---------- Task material ----------
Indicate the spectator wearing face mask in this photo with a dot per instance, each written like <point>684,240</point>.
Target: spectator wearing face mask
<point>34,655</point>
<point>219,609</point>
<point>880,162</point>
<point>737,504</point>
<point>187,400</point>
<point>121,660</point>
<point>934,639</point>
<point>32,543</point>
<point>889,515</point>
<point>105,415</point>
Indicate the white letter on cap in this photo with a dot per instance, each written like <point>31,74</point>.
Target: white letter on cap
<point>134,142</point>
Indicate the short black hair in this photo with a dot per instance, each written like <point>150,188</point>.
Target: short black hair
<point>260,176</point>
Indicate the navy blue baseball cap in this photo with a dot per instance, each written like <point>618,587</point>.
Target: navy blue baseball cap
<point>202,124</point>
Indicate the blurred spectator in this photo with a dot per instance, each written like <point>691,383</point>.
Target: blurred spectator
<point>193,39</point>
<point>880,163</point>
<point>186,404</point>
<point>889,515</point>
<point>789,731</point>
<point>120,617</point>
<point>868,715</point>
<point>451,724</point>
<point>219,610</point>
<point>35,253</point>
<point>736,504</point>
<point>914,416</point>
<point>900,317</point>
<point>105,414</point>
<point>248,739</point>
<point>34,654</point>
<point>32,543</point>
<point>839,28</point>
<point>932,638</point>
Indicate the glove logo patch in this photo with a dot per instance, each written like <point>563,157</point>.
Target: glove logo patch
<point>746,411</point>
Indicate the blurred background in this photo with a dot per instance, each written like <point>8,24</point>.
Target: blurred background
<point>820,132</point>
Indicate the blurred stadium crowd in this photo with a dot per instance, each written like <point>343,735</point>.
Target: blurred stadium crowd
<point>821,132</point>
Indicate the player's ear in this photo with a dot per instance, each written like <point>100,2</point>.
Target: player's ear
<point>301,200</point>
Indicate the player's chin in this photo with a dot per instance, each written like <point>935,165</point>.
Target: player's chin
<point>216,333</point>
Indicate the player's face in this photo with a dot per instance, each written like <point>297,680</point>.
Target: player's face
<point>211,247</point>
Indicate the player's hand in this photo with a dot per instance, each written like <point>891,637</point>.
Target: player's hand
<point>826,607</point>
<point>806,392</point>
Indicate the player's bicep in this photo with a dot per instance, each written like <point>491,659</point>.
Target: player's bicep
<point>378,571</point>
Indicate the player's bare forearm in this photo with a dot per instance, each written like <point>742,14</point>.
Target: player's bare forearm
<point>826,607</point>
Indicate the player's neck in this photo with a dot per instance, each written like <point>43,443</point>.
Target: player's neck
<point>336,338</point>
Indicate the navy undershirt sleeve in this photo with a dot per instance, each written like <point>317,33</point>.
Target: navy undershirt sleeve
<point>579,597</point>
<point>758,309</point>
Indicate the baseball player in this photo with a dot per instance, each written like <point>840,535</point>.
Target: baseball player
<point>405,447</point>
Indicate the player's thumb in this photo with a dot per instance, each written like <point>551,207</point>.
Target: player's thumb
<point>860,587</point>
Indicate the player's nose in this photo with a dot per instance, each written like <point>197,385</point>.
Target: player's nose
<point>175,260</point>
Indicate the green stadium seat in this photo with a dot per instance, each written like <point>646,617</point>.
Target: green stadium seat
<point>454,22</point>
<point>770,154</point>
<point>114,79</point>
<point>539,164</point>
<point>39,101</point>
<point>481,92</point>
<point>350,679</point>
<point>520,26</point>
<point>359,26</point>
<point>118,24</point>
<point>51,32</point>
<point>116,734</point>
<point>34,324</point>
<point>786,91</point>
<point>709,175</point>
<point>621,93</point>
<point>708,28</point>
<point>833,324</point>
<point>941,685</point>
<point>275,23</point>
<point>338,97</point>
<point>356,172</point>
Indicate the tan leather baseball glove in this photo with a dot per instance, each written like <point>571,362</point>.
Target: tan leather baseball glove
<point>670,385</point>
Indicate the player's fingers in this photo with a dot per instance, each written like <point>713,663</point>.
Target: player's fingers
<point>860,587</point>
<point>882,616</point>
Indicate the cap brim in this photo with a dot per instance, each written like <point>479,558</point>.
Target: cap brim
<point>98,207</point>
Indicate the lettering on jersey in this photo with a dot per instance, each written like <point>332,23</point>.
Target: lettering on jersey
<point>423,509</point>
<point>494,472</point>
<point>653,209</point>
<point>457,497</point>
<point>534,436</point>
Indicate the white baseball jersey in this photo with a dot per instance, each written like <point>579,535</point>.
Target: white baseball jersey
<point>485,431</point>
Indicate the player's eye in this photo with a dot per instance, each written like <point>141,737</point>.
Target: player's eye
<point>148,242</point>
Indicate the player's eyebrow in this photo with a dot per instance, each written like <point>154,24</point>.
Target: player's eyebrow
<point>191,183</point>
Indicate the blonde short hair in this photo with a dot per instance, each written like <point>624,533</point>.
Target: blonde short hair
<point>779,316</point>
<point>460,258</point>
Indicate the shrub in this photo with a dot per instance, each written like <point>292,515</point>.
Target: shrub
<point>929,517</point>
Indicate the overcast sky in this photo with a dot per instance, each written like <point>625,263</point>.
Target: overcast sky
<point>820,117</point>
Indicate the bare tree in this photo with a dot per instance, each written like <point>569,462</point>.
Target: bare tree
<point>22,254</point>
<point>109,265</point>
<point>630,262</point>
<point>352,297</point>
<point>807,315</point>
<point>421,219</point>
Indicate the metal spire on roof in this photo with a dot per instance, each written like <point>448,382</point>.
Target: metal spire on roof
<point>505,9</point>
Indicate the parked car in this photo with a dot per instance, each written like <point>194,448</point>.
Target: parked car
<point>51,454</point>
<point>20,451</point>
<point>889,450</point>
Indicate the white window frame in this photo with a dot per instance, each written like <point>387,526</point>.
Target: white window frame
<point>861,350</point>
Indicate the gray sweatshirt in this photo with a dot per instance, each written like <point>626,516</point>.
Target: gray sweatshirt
----------
---------- Task material ----------
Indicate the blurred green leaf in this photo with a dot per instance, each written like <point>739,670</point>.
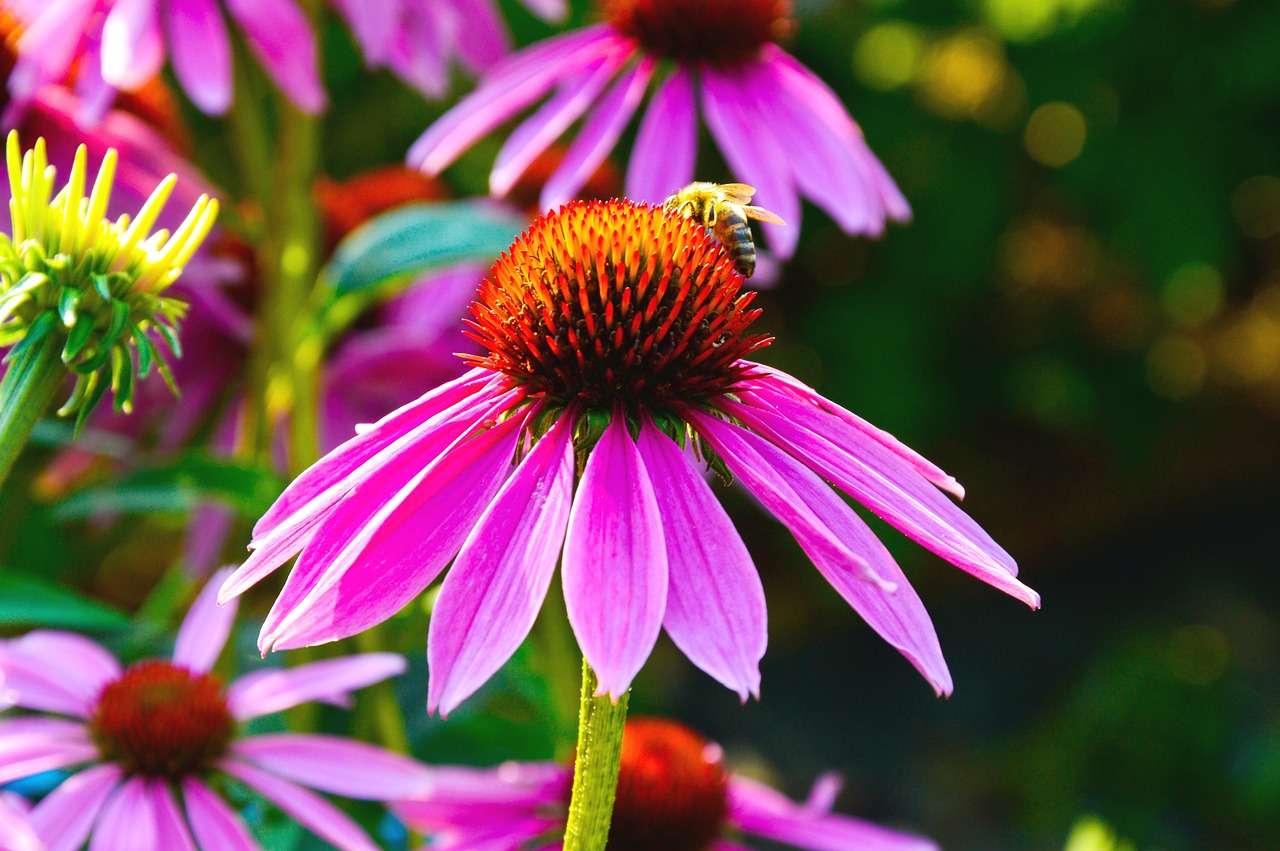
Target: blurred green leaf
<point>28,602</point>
----------
**What is expected**
Reproduce the listing lines starting with the line with "Indicate the spectator" and going on through the line with "<point>134,142</point>", swapping "Target" for "Object" and leaving everything else as it is.

**Correct result**
Indicate the spectator wearing face mask in this photo with a dot per instance, each written like <point>684,240</point>.
Object: spectator wearing face mask
<point>34,655</point>
<point>219,609</point>
<point>880,162</point>
<point>737,504</point>
<point>187,400</point>
<point>121,660</point>
<point>934,639</point>
<point>32,543</point>
<point>889,515</point>
<point>105,415</point>
Indicate the white letter on cap in this photo with a dot per instance, each written like <point>31,74</point>.
Object: white letter on cap
<point>134,142</point>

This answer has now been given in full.